• MATERIAL PROVIDED
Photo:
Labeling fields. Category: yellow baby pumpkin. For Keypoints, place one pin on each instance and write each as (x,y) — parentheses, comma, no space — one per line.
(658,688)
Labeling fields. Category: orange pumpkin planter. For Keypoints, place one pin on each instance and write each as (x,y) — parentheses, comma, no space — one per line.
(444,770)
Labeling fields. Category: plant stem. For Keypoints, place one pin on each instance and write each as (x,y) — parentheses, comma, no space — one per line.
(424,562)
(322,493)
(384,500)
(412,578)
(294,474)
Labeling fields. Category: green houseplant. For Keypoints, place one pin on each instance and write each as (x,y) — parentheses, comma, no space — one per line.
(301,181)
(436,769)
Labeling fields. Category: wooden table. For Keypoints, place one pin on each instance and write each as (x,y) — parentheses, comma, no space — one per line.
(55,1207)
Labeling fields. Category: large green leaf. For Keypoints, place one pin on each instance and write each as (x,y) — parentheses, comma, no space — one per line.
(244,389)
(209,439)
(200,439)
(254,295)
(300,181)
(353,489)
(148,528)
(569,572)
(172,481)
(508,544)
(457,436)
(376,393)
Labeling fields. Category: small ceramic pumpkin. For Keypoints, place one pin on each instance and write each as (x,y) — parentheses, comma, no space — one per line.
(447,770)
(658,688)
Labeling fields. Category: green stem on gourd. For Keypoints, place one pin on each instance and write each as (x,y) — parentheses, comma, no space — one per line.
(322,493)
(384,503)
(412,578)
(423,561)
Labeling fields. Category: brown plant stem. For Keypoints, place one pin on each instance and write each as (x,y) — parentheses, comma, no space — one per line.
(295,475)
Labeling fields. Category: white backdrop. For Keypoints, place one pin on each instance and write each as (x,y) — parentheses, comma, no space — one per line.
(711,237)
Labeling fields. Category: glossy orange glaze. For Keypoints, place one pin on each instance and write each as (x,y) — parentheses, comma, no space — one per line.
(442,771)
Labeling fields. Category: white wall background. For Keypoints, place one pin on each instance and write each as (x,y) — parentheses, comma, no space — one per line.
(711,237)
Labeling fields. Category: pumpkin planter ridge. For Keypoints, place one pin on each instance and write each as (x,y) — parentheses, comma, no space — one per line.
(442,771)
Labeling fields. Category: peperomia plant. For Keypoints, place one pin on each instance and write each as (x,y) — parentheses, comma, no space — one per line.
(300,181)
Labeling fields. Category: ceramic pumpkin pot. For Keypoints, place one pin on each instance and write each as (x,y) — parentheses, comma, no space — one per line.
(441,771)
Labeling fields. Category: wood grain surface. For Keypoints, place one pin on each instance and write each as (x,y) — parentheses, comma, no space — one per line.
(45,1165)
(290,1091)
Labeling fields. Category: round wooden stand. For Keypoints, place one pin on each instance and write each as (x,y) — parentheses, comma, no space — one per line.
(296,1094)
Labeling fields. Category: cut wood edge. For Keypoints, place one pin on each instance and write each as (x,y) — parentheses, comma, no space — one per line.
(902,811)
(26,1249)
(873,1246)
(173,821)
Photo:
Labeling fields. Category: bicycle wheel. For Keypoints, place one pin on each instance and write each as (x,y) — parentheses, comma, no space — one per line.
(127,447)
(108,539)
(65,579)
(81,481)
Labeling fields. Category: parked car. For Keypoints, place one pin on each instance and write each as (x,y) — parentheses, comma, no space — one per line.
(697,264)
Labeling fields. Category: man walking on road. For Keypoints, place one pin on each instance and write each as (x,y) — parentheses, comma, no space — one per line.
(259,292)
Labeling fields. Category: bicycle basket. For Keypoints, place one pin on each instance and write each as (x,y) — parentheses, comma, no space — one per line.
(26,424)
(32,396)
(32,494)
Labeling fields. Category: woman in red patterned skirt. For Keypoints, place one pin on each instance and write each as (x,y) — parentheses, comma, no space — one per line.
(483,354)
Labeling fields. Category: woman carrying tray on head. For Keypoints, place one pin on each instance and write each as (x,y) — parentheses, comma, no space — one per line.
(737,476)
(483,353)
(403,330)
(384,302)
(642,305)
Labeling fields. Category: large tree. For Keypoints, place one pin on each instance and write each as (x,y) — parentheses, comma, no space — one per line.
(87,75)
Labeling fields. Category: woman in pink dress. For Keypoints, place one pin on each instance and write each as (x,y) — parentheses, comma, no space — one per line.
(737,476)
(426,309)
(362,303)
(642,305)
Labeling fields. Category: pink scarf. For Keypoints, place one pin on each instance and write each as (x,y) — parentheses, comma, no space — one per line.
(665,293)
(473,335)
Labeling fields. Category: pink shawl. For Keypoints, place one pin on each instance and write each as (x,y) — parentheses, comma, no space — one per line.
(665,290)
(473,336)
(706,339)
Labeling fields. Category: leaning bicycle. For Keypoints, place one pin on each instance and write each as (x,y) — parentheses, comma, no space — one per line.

• WHAT TO PRODUCE
Please rescale the stretch from the line containing "Labeling fields. Category: pink shawl." through the end of the data, writing out every line again with the requests unchanged. Multiply each coordinate in the answers by 1.45 and round to whole numbers, with halves rounded up.

• FINISHED EXERCISE
Labeling fields. Category: pink shawl. For Keypoints, place one pin on each instance and write each as (x,y) — parentheses, comma, no space — one per line.
(964,421)
(686,487)
(1024,492)
Labeling fields. Category: leaning bicycle. For Keypoints, place one pin on each instance and write each as (x,y) — parentheses, comma, no space — one per line.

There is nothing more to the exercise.